:: Document text

This is the mail archive of the xsl-list@mulberrytech.com mailing list .
Index Nav:	[Date Index] [Subject Index] [Author Index] [Thread Index]
Message Nav:	[Date Prev] [Date Next]	[Thread Prev] [Thread Next]
Re: Future XSLT expansion. ( Re: Microsoft XSL and Conformance )

To: xsl-list at mulberrytech dot com
Subject: Re: Future XSLT expansion. ( Re: Microsoft XSL and Conformance )
From: Paul Tchistopolskii <paul at qub dot com>
Date: Fri, 17 Mar 2000 15:13:18 -0800
Organization: The Qub Group
References: <NBBBJPGDLPIHJGEHAKBAKEGGFBAA.martind@netfolder.com>
Reply-To: xsl-list at mulberrytech dot com

 Hi Didier,

> Paul said:
> The last by not the least.
> 
> The functionality you are asking for:
> 
> document('http://www.moreover.com/parameters-here')/url
> 
> Equals to:
> 
> $var = document('http://www.moreover.com/parameters-here');
> select $var/url
> 
> This could be already done with XSLT without polluting the semantics
> of document() function.
> 
> Didier replies:
> What? you tell me that using the document function is polluting the
> semantics of the document function???

::::

** Goals **
**a.** Quote the mailing-list message, starting with "From: Paul Tchistopolskii" and going on through "not the least.".
**b.** In the mailing-list message, which organization is given for the sender?
**c.** Continue the mailing-list message about XSLT expansion from where it stops.

:: Excerpted records

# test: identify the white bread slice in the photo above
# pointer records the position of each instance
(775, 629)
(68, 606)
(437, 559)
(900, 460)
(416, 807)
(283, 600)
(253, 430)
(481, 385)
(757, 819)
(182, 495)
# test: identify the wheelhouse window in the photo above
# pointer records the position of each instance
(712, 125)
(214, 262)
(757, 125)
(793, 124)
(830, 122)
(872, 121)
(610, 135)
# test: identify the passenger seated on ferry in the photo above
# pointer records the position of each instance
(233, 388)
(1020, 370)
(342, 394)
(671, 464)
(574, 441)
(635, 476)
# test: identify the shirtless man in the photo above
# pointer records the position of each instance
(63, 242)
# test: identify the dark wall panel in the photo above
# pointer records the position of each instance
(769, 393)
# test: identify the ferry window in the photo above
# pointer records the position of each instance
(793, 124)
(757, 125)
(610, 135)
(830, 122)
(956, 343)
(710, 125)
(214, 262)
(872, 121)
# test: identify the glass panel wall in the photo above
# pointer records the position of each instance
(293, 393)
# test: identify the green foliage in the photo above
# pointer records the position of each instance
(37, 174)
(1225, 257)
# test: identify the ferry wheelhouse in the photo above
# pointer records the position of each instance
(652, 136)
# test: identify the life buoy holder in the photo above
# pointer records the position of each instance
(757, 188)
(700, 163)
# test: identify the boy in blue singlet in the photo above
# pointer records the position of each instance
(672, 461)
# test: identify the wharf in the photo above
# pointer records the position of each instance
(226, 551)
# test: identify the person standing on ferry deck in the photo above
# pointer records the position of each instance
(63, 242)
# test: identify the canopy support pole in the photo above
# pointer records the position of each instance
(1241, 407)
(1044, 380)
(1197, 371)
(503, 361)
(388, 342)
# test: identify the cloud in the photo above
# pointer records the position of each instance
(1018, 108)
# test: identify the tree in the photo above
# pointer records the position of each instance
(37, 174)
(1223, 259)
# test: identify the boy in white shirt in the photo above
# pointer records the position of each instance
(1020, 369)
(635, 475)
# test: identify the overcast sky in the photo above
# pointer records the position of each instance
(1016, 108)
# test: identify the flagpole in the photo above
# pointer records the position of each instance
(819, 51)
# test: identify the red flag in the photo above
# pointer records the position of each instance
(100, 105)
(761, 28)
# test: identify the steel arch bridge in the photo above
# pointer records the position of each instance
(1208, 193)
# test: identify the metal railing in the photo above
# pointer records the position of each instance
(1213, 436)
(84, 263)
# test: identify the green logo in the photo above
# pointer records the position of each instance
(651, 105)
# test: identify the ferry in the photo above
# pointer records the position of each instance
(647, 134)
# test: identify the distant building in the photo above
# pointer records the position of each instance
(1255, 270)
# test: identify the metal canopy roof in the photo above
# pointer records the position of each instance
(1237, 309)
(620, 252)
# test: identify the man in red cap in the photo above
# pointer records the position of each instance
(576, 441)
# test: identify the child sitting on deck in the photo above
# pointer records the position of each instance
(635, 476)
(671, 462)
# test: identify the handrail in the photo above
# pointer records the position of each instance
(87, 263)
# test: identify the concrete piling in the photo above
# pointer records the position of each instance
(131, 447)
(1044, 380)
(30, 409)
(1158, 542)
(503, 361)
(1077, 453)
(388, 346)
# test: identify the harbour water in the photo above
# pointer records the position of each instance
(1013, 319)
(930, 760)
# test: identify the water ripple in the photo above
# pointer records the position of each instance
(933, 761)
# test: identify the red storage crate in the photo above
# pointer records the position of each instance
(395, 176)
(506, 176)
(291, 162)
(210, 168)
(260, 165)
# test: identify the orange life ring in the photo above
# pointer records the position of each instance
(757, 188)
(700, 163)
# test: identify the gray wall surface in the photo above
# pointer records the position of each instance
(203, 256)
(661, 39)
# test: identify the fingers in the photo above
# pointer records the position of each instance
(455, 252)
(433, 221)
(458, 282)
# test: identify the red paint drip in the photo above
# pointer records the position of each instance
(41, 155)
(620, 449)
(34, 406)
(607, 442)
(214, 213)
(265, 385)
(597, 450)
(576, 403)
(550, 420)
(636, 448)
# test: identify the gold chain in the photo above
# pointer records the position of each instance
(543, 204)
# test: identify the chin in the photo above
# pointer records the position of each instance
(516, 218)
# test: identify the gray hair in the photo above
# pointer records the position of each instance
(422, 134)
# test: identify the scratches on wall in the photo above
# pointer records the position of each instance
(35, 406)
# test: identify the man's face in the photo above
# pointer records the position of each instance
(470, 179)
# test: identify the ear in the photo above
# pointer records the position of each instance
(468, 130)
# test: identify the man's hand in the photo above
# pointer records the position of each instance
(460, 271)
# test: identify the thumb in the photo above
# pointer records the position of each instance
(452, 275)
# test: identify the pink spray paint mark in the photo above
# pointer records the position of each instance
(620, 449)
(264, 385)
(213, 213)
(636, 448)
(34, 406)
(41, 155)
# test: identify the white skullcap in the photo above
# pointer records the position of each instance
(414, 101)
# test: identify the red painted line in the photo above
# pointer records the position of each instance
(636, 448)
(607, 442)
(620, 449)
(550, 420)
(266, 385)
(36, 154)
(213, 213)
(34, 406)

::::

** Exercise results **
**a.**
From: Paul Tchistopolskii <paul at qub dot com>
Date: Fri, 17 Mar 2000 15:13:18 -0800
Organization: The Qub Group
References: <NBBBJPGDLPIHJGEHAKBAKEGGFBAA.martind@netfolder.com>
Reply-To: xsl-list at mulberrytech dot com

 Hi Didier,

> Paul said:
> The last by not the least.

**b.** The Qub Group

**c.**
Yes I think document() function in the form document()/something/here 
( and in the form document() function itself ) has polluting the 'core' sematics 
of  'right' document()  function and I will now explain it in very much detail 
below.
 
> come on Paul, take a walk, read again the specs or do something. 

Why should I ? I think I understand what I'm saying, I also understand 
what you are saying, and I understand what specs are saying.

I tried to explain why hacks in the core are wrong and why  it is better 
to have reasonable core.  And below I will once again  explain why 
document()  has a 'polluted' 'perlish' semantics.

> I simply use the document function as it is
> stated in the specs. The document function takes as parameter a URL and
> returns a node list. bottom line. The specs does not restrict to usage of
> the document function to certain URLs. Moreover, the document function is a
> valid construct to be included in an XPath step because it is part of
> XPath!!! doesn't it? Please, take a look again at the XPath specs. An XPath
> expression such as document(..)/elementx/elementy is a valid XPath
> expression. doesn't it? 

Right, right. It is valid. It just works for documents and only documents + 
it is not scalable. See below.

> And saying that
> 
> $var = document('http://www.moreover.com/parameters-here');
> select $var/url
> 
> is better than
> document('http://www.moreover.com/parameters-here')/url
> 
> is a matter of personal taste and programming style. 

No it is not. The first construction is scalable, the second is not. 

> I wouldn't say that the
> former is better than the latter or vise versa. They are simply equivalent.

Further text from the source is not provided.